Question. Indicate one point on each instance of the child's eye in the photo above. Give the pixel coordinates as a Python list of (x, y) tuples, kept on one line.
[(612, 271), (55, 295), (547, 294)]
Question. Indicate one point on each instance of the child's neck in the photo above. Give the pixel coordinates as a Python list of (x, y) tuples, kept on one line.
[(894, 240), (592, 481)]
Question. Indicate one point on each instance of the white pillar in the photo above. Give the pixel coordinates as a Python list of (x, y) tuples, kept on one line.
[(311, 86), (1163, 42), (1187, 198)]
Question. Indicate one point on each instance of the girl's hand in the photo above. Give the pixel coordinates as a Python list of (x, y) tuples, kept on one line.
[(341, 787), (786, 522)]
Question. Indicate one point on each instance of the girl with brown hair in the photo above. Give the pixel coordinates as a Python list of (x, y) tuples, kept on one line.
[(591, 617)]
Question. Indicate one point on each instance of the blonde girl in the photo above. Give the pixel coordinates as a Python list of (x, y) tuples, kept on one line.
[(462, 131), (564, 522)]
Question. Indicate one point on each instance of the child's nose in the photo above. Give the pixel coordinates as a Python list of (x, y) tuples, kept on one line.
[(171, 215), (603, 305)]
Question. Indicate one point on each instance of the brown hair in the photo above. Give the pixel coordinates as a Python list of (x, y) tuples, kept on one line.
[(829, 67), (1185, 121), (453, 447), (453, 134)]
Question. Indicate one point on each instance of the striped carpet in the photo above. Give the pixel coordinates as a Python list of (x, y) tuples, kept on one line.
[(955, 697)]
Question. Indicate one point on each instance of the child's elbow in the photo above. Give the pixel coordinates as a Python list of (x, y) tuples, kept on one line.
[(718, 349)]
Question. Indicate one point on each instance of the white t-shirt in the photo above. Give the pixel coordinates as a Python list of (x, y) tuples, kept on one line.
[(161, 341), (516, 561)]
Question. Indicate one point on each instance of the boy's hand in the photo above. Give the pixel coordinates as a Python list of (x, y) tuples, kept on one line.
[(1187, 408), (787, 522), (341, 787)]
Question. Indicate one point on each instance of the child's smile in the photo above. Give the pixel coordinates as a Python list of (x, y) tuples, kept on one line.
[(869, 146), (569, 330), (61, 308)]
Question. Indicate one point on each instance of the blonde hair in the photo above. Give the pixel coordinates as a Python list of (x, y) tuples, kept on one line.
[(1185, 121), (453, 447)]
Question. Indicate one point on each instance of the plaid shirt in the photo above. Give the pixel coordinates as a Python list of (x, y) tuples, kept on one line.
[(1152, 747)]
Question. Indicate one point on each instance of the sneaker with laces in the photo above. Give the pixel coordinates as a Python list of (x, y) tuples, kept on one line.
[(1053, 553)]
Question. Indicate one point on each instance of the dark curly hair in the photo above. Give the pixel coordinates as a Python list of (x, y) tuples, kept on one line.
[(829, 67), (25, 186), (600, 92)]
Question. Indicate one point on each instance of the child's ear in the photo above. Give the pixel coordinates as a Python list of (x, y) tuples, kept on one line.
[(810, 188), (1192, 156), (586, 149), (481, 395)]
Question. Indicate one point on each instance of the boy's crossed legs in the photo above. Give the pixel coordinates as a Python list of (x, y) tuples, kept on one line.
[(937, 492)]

| EXERCISE OBJECTIVE |
Starting from the line containing "Question. Indicate one point on each instance of the sneaker" and ending with the final line of the data, reproduce each line exactly as it appears, including no other lines.

| OUTPUT FOR THIS TASK |
Question. Indicate one point on each instance of the sneaker with laces in the photo above. Give the pixel coordinates as a Python list of (x, y) tuples, kept on one line.
[(1053, 553)]
Question. Indicate one point on each instance of the dark curly hair in the photo above. Give the pixel coordinates as a Python list of (x, y) tuples, kept on one line.
[(829, 67), (25, 186), (600, 92)]
Question. Indicate one point on each instance of the child's ear in the photo above. Give the pixel coordinates as a Python list of (x, y) tuples, kept on one line.
[(810, 188), (1192, 156), (586, 149), (481, 395)]
Question. Indicate one point on each instance of the boy's crossed legs in the photo above. Give the pixel coordinates as a Python list of (x, y) tuples, kept on one line.
[(937, 492)]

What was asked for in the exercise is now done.